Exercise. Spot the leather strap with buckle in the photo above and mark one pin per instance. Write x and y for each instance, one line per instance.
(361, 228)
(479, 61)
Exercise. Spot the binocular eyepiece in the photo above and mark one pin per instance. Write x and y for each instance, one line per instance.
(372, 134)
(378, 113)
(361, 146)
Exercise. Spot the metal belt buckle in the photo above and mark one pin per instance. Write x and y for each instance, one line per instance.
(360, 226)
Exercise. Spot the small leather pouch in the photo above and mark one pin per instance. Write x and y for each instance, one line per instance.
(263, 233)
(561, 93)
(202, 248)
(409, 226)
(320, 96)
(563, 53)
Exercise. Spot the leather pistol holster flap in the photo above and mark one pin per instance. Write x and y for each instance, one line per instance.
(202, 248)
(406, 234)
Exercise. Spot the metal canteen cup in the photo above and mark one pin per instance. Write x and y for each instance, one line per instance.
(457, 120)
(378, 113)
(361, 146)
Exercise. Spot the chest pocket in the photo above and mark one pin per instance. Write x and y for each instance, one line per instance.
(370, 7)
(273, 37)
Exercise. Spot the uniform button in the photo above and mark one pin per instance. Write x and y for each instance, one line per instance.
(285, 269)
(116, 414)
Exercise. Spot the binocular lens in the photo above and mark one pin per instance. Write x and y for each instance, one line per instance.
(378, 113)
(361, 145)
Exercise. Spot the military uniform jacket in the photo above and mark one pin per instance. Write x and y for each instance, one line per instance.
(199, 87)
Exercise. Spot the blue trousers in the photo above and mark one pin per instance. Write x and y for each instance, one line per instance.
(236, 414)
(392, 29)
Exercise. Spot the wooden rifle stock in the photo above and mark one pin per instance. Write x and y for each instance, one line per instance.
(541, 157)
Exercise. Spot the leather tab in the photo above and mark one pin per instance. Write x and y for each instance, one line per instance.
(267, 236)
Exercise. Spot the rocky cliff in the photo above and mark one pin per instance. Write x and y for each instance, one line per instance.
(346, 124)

...

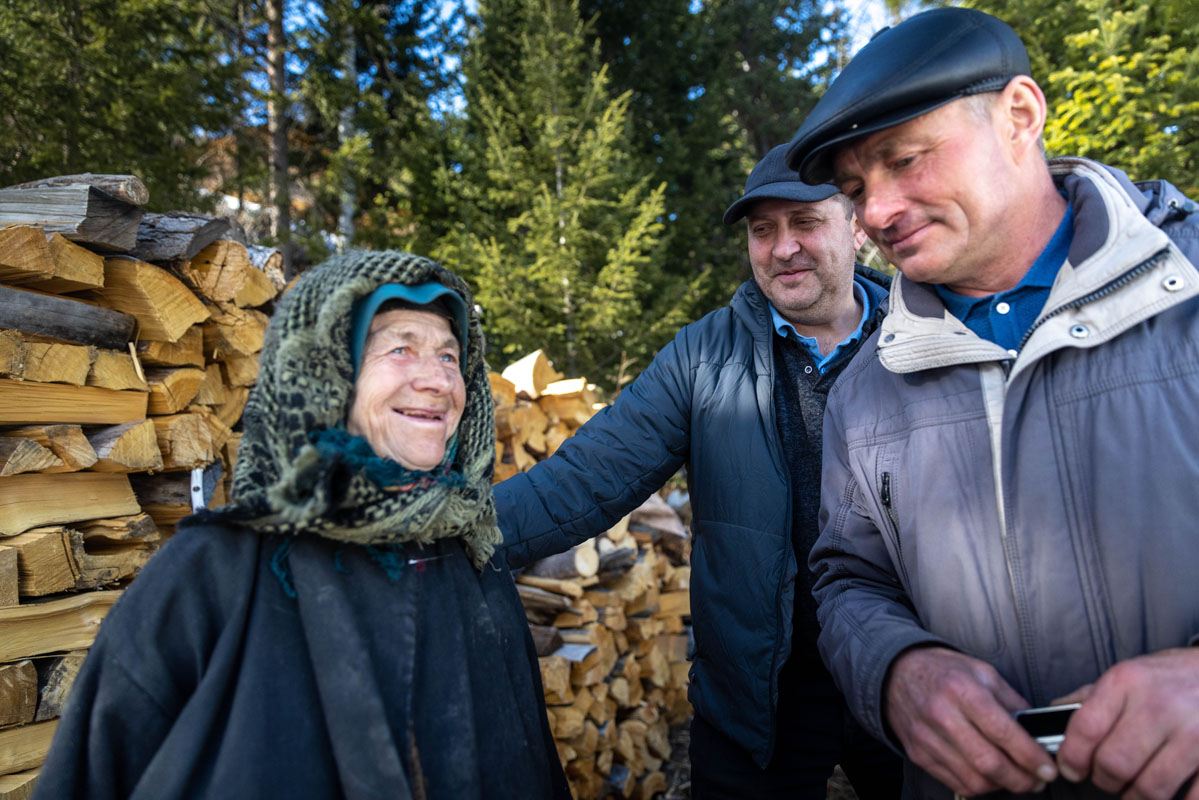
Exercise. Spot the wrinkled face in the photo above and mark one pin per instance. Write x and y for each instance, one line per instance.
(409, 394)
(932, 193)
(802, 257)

REQUIREMENT » Count the lines in the rows above that contain the word "leather", and reply with the number alone.

COMPLETE RESPONSE » 4